Istruzioni del compito =>
A - Secondo l'articolo sulla Sicilia, quanti processi sono in attesa di giudizio solo a Palermo?
B - Ricopia parola per parola il passo dell'articolo sulla Sicilia che inizia con le parole "L’Inps fa sapere" e termina con "della mediocrità politica.".

#andràtuttobene. Quante volte abbiamo letto, sentito, detto, scritto, pensato questa frase? Compariva nella timeline dei nostri social network, nei disegni dei nostri figli o nipoti, negli spot pubblicitari, nei post-it lasciati per casa, nelle videochiamate con amici o parenti lontani. Un abbraccio virtuale, un bacio virtuale e vedrai che #andràtuttobene. Che la cassa integrazione arriverà, che nessuno perderà il lavoro, che torneremo ad abbracciarci e a bere un bicchiere di vino in compagnia. Che viaggeremo e andremo al mare. Che ci sposeremo o avremo dei figli. Che saremo migliori, via. Che daremo peso alle cose importanti. Bene. Anzi male. Perché cosa ci rimarrà addosso di questa pandemia? Una gestione irresponsabile.
L’Inps fa sapere che ci sono settantamila lavoratori siciliani che ancora attendono l’assegno di cassa integrazione in deroga, quella (mal)gestita dalla Regione. In Sanità dicono che ci sono quattro milioni di visite da recuperare. Sul fronte giustizia, poi, solo a Palermo abbiamo diecimila processi in attesa di giudizio. E a un mese dall’approvazione della fantomatica Finanziaria regionale? Il vuoto cosmico. Finora non si sa nemmeno se sia stata presentata a Roma e se sia viabile in termini economici. Piuttosto, perché no, buttiamoci ancora una volta a disquisire sul ponte dello Stretto: un secolo e mezzo di progetti, studi, convenzioni, annunci, leggi, finanziamenti, fallimenti e liquidazioni. Restano le carte e le penali a carico dello Stato. La perfetta metafora della propaganda da panem et circenses, della mediocrità politica.
Mentre si statalizza Alitalia (a fior di quattrini) e le altre compagnie low cost minacciano di abbandonare gli scali siciliani (compresa la stessa Alitalia, che ingrata), mentre Anas e Regione litigano sui cinque anni persi dietro un pilone del viadotto Himera o sull’assurdo inferno che da sette anni martirizza la Palermo-Agrigento, mentre quel pezzo della futuribile Siracusa-Gela è già impraticabile e la Catania-Ragusa continua a trascinarsi tra un sì, un no e un forse d’un tavolo tecnico e una pacca sulle spalle, il ponte sullo Stretto si staglia come la soluzione a tutti i mali. Arriva come un deus ex machina da tragedia greca ogni qual volta bisogna distrarre l’attenzione dei siciliani (e non solo) rispetto al caos generale in cui versa l’isola. Eppure siamo lontani mille miglia da un piano compiuto, su molte scelte di fondo c’è stata una colpevole inerzia. Un esempio tra gli altri? Ancora oggi non c’è un progetto per il completamento dell’asse ferroviario Napoli-Palermo, individuato come priorità (bella parola) già nel 2016. Il Decreto Rilancio finanzia il progetto di fattibilità della Salerno-Reggio Calabria ma progettarla senza decidere se proseguirà con l’attraversamento stabile dello stretto di Messina (possibile anche senza ponte, eh) indica una mancanza di visione prima che un errore tecnico. L’irresponsabilità, appunto.

Dati da esaminare =>
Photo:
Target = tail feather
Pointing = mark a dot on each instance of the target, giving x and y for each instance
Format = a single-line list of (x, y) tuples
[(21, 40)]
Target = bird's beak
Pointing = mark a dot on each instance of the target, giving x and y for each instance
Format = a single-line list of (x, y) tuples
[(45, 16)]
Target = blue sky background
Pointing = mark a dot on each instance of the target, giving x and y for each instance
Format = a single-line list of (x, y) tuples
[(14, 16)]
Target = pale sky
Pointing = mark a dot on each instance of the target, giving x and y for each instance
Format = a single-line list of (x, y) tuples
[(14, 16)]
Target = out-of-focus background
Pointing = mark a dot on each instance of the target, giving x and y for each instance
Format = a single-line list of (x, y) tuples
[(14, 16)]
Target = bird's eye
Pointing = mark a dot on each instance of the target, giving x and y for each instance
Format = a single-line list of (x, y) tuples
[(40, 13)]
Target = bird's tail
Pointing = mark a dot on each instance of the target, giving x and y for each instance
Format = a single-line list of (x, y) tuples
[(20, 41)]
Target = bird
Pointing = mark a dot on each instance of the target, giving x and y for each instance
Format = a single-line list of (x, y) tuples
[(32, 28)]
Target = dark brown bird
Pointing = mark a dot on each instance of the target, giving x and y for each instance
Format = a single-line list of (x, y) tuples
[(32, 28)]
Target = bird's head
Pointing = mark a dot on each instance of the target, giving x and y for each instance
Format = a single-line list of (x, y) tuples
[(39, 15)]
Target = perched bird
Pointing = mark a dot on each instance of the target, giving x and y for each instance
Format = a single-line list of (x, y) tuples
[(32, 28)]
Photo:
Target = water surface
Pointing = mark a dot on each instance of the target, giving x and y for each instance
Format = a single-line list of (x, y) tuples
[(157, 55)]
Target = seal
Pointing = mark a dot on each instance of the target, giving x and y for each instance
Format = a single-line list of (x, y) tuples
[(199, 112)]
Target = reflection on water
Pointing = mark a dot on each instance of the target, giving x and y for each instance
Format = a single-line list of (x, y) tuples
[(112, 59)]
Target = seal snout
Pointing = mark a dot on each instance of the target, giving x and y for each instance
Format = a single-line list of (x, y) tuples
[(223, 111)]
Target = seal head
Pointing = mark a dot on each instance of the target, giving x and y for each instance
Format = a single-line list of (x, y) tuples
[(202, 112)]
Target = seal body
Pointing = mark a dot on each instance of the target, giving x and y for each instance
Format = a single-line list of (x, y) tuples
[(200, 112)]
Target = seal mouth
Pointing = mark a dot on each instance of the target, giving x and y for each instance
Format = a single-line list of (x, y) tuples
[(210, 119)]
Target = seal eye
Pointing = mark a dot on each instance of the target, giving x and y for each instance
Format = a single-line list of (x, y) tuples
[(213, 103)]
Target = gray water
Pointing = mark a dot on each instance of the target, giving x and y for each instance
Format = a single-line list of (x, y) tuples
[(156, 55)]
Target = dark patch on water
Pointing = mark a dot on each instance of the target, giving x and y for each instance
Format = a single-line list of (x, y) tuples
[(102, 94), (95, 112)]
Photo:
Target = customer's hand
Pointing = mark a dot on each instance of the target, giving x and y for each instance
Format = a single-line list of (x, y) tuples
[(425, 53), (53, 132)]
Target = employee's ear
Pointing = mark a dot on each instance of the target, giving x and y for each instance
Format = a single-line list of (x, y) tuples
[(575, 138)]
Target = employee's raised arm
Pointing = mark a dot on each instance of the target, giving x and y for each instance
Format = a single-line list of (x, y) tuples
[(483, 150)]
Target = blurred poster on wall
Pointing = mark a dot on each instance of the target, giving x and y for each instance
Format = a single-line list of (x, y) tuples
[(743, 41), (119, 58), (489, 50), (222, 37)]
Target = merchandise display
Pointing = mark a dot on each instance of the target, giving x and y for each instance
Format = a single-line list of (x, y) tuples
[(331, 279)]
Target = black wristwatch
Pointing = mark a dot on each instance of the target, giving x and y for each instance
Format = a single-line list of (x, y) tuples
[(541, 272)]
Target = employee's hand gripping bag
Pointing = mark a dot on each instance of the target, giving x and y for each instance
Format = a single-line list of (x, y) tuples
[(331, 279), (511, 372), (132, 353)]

Risposte numerate =>
A - Diecimila processi.

B -
L’Inps fa sapere che ci sono settantamila lavoratori siciliani che ancora attendono l’assegno di cassa integrazione in deroga, quella (mal)gestita dalla Regione. In Sanità dicono che ci sono quattro milioni di visite da recuperare. Sul fronte giustizia, poi, solo a Palermo abbiamo diecimila processi in attesa di giudizio. E a un mese dall’approvazione della fantomatica Finanziaria regionale? Il vuoto cosmico. Finora non si sa nemmeno se sia stata presentata a Roma e se sia viabile in termini economici. Piuttosto, perché no, buttiamoci ancora una volta a disquisire sul ponte dello Stretto: un secolo e mezzo di progetti, studi, convenzioni, annunci, leggi, finanziamenti, fallimenti e liquidazioni. Restano le carte e le penali a carico dello Stato. La perfetta metafora della propaganda da panem et circenses, della mediocrità politica.